---------- DATA FOR THIS TASK
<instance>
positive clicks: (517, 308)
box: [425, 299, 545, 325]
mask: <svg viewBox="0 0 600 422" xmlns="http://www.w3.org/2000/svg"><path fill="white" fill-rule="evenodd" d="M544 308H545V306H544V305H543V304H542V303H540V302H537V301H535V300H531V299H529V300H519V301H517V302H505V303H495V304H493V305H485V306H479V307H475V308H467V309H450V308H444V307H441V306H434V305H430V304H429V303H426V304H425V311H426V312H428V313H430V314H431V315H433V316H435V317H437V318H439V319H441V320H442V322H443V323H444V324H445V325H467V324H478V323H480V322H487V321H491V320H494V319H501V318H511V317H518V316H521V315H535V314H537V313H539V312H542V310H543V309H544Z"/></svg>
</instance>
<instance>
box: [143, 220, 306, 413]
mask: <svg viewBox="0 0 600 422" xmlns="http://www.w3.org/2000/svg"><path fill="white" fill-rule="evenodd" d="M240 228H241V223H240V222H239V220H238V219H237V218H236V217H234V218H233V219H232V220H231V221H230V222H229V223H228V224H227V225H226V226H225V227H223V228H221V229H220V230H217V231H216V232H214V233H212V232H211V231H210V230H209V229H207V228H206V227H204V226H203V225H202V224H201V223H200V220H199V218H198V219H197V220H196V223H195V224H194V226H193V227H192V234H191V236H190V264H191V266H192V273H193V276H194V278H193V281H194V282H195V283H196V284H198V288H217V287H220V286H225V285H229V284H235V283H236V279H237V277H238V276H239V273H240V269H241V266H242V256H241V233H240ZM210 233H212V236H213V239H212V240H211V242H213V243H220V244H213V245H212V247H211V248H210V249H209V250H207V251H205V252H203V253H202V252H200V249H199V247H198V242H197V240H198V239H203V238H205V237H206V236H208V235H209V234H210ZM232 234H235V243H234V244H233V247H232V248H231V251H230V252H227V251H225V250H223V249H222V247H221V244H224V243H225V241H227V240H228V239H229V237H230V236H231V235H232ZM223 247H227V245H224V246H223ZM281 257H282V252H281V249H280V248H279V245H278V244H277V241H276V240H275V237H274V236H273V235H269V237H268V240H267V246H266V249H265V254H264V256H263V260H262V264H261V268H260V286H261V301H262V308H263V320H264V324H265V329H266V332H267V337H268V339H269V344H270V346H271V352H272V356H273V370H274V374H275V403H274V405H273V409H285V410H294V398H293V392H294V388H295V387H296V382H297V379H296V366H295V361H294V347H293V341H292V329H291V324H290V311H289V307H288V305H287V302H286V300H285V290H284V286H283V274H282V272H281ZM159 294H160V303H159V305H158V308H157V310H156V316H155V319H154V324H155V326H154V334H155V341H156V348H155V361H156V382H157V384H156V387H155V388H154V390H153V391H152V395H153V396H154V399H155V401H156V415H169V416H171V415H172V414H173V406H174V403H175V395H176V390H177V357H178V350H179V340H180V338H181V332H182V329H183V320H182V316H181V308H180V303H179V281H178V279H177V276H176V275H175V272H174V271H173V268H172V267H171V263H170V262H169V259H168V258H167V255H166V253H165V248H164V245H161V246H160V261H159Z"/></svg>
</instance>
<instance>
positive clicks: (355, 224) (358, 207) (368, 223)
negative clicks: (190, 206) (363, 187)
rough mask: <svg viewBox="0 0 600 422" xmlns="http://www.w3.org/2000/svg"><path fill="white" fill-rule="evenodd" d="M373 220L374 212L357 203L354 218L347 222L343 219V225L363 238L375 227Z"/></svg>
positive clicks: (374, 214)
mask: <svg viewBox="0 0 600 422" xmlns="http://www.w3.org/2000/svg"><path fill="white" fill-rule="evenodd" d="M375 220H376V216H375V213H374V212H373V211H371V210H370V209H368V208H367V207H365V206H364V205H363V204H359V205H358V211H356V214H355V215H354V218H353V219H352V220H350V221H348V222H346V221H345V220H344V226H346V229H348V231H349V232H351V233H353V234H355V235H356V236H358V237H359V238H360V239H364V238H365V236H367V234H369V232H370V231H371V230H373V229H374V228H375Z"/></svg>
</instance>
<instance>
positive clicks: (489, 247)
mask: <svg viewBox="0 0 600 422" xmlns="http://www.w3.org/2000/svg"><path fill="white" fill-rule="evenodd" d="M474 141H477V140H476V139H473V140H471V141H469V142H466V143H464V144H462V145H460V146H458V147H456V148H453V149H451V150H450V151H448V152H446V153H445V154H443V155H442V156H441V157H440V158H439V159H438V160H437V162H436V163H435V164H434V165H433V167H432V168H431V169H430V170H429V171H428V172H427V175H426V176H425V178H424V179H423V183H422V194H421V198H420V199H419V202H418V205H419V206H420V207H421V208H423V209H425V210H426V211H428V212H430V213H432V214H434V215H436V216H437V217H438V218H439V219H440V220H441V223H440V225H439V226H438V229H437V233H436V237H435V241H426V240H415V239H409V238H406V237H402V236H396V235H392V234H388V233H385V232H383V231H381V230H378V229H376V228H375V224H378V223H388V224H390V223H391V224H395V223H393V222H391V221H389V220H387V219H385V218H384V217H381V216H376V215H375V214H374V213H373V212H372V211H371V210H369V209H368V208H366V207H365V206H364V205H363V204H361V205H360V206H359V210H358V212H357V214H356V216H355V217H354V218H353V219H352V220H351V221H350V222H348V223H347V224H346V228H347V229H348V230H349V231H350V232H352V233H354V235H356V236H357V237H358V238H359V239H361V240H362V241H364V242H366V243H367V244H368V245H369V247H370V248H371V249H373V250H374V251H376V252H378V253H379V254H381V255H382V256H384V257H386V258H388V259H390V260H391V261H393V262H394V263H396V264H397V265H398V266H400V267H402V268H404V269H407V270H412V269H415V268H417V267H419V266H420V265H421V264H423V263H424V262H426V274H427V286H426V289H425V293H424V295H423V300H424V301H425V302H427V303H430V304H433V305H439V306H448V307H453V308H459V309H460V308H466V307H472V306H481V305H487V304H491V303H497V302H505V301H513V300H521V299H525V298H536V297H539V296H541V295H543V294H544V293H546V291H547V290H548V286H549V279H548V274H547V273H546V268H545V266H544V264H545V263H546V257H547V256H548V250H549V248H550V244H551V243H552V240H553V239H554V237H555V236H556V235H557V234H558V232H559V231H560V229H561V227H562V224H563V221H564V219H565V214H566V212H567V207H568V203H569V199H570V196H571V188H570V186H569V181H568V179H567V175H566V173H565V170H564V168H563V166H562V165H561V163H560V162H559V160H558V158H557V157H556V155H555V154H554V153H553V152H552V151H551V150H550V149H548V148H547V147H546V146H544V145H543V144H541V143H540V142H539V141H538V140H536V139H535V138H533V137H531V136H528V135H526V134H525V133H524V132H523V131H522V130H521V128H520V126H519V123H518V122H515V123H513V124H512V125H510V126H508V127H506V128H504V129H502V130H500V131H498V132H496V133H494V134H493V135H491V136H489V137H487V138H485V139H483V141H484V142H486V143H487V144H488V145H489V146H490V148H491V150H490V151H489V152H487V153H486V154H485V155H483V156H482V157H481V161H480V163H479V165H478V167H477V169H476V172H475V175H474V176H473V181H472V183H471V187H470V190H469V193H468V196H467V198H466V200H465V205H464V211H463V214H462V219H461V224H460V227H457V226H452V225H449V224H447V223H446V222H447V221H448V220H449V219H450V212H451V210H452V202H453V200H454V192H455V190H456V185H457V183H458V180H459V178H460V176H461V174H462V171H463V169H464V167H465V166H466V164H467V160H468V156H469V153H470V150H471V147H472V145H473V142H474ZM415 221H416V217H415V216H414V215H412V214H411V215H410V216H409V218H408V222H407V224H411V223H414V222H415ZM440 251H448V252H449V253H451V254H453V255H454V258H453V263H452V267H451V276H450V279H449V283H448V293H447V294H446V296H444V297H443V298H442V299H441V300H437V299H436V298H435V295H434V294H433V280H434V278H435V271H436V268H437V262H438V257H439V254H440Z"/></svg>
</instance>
--------------------
YOUR INSTRUCTIONS: Wherever the word "positive" turns up in a line of the listing, that line counts; report the total as a lone number.

SOLUTION TO THIS EXERCISE: 4